### Information
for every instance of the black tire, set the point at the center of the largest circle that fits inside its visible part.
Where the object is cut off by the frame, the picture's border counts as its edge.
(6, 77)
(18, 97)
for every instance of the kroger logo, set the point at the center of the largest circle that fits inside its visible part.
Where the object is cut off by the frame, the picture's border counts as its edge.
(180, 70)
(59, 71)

### What you need to do
No line before the one containing "for every instance of the kroger" should be copied; restate that line and all the rest through the end of the data above word for word.

### Output for this exercise
for every instance of the kroger logo, set the point at the center of the largest circle that fits inside its visible part.
Where the object is cut off by the frame, the picture's border counts as its edge.
(180, 70)
(59, 71)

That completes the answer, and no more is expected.